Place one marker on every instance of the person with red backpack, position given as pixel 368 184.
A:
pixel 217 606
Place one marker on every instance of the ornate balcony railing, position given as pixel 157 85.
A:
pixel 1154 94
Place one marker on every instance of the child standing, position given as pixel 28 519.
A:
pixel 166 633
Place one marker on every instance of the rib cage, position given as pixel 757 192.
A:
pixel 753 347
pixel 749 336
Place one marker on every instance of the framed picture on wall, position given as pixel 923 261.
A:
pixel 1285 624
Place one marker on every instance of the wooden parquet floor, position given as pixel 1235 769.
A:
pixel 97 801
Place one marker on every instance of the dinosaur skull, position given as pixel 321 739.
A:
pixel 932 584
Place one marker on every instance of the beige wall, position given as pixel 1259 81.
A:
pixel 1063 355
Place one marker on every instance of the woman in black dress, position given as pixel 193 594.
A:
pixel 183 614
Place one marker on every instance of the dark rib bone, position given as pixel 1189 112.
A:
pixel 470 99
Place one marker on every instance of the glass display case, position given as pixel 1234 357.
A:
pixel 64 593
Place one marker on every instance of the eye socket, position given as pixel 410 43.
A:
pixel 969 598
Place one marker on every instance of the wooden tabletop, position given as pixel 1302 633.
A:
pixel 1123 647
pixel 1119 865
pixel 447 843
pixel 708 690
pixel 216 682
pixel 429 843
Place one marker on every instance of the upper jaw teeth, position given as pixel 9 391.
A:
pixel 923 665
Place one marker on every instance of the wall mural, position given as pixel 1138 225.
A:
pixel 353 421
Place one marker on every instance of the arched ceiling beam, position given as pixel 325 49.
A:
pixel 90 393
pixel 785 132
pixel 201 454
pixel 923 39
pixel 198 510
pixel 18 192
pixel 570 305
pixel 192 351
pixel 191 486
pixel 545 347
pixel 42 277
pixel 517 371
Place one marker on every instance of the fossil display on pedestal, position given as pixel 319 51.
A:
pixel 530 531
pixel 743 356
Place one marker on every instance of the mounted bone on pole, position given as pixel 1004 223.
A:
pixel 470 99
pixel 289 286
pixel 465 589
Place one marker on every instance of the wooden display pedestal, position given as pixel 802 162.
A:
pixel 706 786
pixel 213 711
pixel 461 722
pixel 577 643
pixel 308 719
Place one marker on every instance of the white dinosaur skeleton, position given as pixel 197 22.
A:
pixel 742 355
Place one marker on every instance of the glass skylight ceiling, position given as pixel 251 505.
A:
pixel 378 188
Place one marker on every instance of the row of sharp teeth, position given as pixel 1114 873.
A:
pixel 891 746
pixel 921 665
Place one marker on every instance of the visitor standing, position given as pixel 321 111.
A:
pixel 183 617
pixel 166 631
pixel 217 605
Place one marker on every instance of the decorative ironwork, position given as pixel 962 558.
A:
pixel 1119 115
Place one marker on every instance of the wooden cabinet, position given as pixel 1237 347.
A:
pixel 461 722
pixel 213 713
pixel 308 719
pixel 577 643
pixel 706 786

━━━━━━━━━━

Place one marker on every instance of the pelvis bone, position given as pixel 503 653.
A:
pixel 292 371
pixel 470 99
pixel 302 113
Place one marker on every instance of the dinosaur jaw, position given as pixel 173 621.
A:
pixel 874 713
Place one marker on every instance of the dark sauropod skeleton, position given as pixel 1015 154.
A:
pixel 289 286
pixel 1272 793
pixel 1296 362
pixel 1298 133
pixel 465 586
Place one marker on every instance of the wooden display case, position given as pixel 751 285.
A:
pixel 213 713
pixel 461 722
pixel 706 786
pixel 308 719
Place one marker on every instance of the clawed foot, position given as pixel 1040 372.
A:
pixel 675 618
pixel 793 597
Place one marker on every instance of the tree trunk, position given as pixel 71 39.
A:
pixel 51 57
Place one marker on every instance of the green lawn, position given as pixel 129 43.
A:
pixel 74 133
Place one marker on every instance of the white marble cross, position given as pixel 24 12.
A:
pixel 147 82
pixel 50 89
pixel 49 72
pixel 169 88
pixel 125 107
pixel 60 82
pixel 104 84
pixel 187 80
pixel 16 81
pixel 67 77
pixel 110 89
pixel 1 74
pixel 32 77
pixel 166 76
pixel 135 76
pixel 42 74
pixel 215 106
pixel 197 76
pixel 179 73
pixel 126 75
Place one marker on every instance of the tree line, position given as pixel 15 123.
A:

━━━━━━━━━━

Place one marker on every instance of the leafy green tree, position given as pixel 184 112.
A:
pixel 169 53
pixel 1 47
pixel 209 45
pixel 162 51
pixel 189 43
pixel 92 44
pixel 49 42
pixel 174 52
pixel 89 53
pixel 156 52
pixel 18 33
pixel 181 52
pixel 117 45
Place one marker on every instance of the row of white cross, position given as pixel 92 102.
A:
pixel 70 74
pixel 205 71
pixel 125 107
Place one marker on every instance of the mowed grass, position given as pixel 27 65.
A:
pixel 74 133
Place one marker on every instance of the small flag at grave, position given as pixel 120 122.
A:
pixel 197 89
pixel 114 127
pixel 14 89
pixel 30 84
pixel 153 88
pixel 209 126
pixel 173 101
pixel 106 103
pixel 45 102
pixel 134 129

━━━━━━━━━━

The request: Reproduce verbatim the lines of the material above, starting at the line containing "Place one marker on every instance of the framed" and ending at the line containing "pixel 932 584", with both of those lines included.

Result of this task:
Place one marker on every instance of the framed picture on wall, position given as pixel 923 261.
A:
pixel 1285 624
Place one marker on every instance of the wooden parquet floor, position given as pixel 1235 769.
A:
pixel 97 801
Place one marker on every instance of the dinosaur skull, position given as pixel 321 739.
A:
pixel 932 584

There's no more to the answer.